> _Problem details_: In the entries below, can you substitute "contour" for every "outline", keep everything else unchanged, and leave out the pictures?

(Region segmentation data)
++++

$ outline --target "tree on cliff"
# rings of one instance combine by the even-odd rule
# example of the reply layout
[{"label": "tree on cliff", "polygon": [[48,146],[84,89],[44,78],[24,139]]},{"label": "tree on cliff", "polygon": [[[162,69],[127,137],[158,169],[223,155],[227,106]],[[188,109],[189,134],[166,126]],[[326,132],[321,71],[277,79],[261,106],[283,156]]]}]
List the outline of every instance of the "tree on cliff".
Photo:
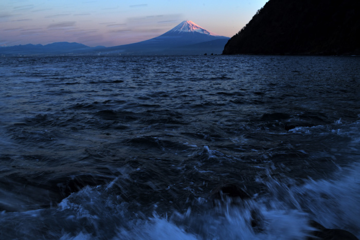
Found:
[{"label": "tree on cliff", "polygon": [[359,0],[270,0],[223,54],[360,54],[359,12]]}]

++++

> _Answer to the task_:
$ contour --target "tree on cliff"
# rings of one instance combine by the even-odd rule
# example of the reply layout
[{"label": "tree on cliff", "polygon": [[48,146],[84,89],[44,78],[24,139]]},{"label": "tree on cliff", "polygon": [[[162,69],[127,137],[158,169],[223,155],[227,106]],[[188,109],[189,134],[166,126]],[[326,132],[321,71],[277,79],[261,106],[283,156]]]}]
List the contour of every instance of the "tree on cliff".
Photo:
Found:
[{"label": "tree on cliff", "polygon": [[359,0],[270,0],[223,54],[360,54],[359,12]]}]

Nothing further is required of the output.